** EXERCISE TEXT **
**********
Healthcare industry takes action to combat soaring diabetes costs
Providers, payers tackle pre-diabetes as well
Faced with a growing population with diabetes and soaring costs for managing the disease, payers and providers are focusing on preventing and managing the disease that costs the American economy an estimated $245 billion a year — a 41% increase over the $174 billion estimated cost in 2007, according to a report by the American Diabetes Association.
The costs included direct medical costs of $176 billion, including hospitalizations, emergency department visits, office visits, and medications, and indirect medical costs of $69 billion including absenteeism, reduced productivity, unemployment caused by diabetes-related disabilities, and lost productivity due to early mortality.
The organization’s report, issued in March, also found that medical expenses for people with diabetes are 2.3 times higher than for those without the disease.
“As the number of people with diabetes grows, so does the economic burden it places on this country. The cost of diabetes is rising at a rate higher than overall medical costs,” said Robert Ratner, MD, chief scientific and medical director of the American Diabetes Association in a news release issued by the organization. He added that more than one in 10 healthcare dollars is being spent directly on diabetes and its complications and more than one in five dollars is going to the care of people diagnosed with diabetes.
According to the Centers for Disease Control and Prevention (CDC), nearly 26 million children and adults have diabetes, and an additional 79 million have pre-diabetes, putting them at risk for developing the disease. People with pre-diabetes have blood glucose levels that are higher than normal but not high enough to be diagnosed as type 2 diabetes. They are five to 15 times more likely to develop type 2 diabetes than people with normal blood glucose levels.
“Diabetes is definitely a disease that can cause a vast number of health problems and complications, and it is growing in prevalence in our country,” says Ellen Rudy, PhD, director of strategic research and epidemiology for Molina Healthcare, a Medicare and Medicaid managed care plan with headquarters in Long Beach, CA.
“It’s a looming problem. The Centers for Disease Control and Prevention estimates that by 2050, one in three Americans will have diabetes if we don’t do something about it,” she adds.
Rudy points out that people with diabetes have two to four times greater risks of developing heart disease and stroke. Other complications include blindness, kidney disease, and amputations of the feet and legs.
“Once people get diabetes, it can’t be cured. It can be managed, but managing the disease is very difficult,” she says.
Molina is offering the CDC’s National Diabetes Prevention Program to at-risk individuals in New Mexico and Florida. The program is a lifestyle intervention that includes 16 weekly group sessions with a health coach and monthly sessions for an additional six months. For details on the program, see related article on page 64.
Diabetes is potentially preventable, and complications from the disease also are potentially preventable, says Karen Bray, RN, CDE, PhD, vice president, clinical care services for Optima Health, a Virginia Beach, VA, health plan. “If we focus on changing people’s lifestyle choices, we can make a difference and change the outcomes,” she says.
The old diabetes disease management model provided disease management only to patients who had already developed the disease, but now the focus also includes people who are at risk for developing diabetes.
“We’ve grown away from the model of people who have already met utilization or cost goals because they already have the problem. Now we also are trying to identify people who might develop diabetes,” Bray says.
**********
** AVAILABLE DATA **
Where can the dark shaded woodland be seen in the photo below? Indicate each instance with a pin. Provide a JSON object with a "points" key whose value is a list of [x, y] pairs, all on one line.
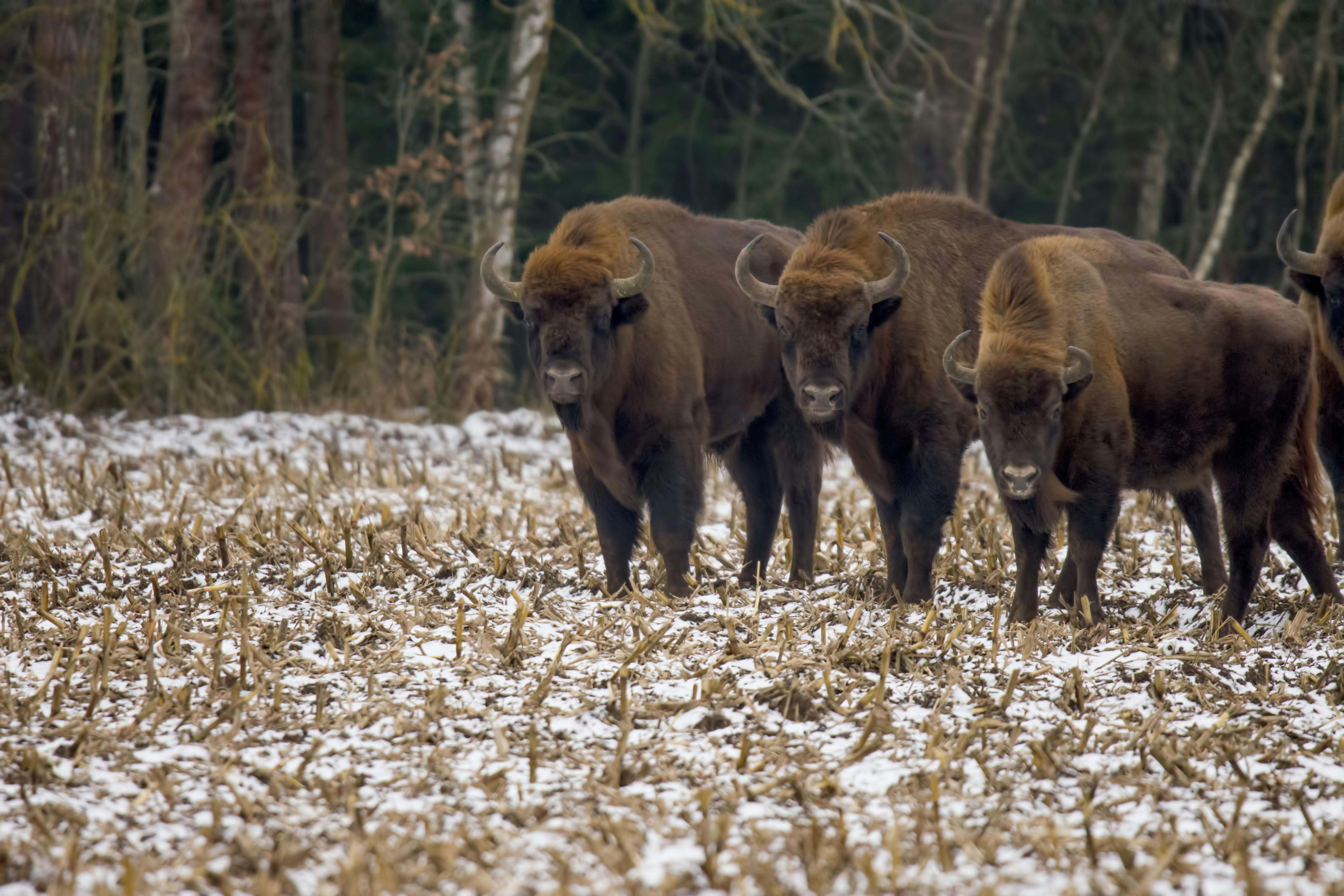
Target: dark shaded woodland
{"points": [[220, 205]]}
**********
** PROMPT A **
Answer each question from the article on diabetes costs.
(i) What was the estimated cost of diabetes in 2007?
(ii) How many weekly group sessions does the National Diabetes Prevention Program include?
(iii) In which city is Optima Health based?
** PROMPT B **
List every item that the article on diabetes costs includes in the indirect medical costs of diabetes.

** RESPONSE BOX A **
(i) $174 billion
(ii) 16
(iii) Virginia Beach, VA

** RESPONSE BOX B **
- Absenteeism
- Reduced productivity
- Unemployment caused by diabetes-related disabilities
- Lost productivity due to early mortality